DATASET EXCERPTS Start Marker

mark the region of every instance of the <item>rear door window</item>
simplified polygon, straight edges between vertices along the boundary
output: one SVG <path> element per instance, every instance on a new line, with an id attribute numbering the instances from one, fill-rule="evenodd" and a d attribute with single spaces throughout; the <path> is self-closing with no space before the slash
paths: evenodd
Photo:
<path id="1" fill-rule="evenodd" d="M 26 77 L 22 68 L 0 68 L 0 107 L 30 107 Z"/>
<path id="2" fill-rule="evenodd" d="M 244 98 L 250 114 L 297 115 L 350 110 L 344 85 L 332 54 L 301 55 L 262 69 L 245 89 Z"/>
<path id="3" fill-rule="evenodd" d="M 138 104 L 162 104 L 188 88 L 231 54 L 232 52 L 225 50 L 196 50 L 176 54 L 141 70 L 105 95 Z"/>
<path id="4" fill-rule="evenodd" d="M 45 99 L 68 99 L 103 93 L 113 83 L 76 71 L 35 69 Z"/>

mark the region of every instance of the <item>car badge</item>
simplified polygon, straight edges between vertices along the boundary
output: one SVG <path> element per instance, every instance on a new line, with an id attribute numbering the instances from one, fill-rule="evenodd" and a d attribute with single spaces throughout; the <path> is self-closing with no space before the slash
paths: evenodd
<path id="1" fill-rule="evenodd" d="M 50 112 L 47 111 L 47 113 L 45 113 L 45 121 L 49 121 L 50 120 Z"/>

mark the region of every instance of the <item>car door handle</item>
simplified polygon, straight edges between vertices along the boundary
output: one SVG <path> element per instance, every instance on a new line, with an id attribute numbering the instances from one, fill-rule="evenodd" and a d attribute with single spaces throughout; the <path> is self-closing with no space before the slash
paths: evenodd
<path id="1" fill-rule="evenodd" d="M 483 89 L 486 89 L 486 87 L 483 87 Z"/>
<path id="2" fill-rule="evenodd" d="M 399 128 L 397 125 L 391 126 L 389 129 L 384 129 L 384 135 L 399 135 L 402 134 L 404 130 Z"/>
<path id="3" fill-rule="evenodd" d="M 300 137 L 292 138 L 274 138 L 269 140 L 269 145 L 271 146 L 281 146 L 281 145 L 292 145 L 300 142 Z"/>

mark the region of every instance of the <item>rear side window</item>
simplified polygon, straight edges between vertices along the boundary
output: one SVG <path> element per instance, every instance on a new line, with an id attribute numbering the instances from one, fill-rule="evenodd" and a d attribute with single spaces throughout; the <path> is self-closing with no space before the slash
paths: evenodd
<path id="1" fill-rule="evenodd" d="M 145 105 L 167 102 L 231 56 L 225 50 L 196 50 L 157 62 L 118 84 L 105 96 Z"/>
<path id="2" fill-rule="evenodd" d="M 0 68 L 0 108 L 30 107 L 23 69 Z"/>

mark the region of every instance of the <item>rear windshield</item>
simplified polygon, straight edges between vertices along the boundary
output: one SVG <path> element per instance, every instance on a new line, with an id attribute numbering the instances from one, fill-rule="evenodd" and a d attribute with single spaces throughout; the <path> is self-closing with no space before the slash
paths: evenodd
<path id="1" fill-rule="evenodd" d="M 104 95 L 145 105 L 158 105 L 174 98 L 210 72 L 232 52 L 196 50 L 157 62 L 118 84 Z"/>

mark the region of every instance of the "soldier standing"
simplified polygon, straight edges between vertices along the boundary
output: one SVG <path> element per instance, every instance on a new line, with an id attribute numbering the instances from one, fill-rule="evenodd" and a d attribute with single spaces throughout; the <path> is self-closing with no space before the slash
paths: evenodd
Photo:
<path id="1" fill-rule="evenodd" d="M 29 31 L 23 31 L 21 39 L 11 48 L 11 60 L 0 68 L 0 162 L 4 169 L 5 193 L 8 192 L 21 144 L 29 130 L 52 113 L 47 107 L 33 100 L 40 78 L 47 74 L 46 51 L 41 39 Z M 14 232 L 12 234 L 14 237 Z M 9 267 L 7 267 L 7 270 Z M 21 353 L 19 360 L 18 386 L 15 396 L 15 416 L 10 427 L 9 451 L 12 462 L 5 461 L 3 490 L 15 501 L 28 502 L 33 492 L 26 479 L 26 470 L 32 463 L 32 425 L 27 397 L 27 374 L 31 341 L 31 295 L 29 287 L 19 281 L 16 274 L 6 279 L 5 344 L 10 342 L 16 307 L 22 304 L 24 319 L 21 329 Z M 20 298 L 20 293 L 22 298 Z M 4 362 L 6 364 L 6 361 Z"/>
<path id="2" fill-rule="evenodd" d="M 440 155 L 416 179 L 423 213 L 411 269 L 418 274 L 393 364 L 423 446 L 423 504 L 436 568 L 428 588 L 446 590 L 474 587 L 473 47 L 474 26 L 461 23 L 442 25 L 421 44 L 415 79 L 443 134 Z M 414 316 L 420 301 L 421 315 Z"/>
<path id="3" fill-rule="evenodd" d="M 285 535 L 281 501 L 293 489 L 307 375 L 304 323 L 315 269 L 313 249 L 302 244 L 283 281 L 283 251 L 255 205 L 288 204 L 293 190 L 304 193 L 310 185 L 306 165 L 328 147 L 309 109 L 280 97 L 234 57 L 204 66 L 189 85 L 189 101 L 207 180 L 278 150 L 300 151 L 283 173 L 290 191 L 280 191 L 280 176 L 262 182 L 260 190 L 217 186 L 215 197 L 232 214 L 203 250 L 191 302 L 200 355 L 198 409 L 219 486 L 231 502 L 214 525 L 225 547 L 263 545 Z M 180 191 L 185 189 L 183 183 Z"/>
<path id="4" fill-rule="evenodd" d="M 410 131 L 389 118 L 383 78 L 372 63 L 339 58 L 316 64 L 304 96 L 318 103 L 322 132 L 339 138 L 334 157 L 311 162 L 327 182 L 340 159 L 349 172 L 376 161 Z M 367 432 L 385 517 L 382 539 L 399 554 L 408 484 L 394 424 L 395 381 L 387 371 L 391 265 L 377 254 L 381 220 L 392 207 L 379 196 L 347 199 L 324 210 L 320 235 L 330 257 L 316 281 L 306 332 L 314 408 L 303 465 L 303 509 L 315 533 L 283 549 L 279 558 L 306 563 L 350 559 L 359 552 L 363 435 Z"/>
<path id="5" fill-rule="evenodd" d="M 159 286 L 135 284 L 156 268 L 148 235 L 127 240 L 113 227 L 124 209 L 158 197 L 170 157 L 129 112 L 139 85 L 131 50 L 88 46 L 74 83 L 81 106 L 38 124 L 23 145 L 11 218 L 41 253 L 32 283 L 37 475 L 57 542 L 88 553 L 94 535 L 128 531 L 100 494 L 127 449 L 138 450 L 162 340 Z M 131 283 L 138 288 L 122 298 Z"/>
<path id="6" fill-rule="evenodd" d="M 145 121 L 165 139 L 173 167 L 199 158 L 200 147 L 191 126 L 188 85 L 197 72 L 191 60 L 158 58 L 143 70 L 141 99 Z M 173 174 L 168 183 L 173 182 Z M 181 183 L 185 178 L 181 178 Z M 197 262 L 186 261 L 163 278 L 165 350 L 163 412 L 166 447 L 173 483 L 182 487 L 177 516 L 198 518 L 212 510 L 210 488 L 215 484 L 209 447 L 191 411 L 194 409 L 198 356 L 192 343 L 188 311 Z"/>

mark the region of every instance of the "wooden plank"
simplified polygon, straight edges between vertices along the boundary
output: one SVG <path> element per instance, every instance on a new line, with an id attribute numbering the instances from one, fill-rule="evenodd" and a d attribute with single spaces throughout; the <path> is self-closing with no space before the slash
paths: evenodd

DATASET EXCERPTS End Marker
DATASET EXCERPTS Start Marker

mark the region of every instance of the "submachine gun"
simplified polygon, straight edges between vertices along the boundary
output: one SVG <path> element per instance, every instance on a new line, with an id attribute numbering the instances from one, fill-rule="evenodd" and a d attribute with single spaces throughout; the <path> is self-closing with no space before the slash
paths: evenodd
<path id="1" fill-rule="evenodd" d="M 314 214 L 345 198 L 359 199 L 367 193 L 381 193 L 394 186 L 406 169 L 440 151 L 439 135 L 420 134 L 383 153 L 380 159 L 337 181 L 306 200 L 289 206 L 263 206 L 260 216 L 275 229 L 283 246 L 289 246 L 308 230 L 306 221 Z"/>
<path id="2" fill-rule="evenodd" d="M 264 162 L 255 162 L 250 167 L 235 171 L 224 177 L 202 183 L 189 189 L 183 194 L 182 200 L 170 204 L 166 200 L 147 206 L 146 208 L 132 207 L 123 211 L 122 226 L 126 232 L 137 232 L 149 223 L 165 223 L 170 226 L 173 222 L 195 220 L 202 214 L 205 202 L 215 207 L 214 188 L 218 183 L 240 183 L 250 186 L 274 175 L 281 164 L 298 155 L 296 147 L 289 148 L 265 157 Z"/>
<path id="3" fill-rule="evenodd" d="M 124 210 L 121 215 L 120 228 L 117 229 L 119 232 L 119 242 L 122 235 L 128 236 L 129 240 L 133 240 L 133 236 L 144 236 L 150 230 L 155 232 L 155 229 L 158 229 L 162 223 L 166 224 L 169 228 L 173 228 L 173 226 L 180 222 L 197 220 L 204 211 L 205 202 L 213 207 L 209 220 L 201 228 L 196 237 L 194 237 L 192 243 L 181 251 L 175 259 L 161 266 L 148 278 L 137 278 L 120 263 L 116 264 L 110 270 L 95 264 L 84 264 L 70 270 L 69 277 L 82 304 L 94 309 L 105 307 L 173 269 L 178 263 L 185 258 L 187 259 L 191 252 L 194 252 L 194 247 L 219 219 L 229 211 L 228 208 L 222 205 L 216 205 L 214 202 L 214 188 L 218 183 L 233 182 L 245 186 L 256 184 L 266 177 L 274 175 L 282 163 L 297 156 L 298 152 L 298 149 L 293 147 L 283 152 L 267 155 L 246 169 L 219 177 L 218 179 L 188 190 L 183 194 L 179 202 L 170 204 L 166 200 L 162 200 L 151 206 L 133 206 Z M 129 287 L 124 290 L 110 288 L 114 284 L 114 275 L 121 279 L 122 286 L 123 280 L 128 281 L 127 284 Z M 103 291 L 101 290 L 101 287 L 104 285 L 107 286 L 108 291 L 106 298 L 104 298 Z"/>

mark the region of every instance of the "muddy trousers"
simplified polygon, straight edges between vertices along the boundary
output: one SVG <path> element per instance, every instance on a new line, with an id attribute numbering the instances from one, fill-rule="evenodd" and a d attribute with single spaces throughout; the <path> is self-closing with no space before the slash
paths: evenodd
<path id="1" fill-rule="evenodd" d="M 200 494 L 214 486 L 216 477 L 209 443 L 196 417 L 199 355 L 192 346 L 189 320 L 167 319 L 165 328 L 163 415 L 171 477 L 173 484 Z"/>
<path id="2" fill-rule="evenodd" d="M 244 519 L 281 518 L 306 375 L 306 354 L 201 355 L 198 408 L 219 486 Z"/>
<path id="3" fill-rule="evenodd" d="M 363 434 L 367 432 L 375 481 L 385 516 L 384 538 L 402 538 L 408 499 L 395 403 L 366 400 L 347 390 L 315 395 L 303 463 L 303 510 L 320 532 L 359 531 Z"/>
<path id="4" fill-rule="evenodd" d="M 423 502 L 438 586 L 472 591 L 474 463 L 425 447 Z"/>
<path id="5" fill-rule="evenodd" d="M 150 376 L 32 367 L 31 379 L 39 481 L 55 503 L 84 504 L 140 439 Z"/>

DATASET EXCERPTS End Marker

PROBLEM STATEMENT: Your job is to return all lines above that hold the word "window".

RESPONSE BOX:
mark the region of every instance of the <item>rear door window</item>
mark the region of every instance of the <item>rear side window</item>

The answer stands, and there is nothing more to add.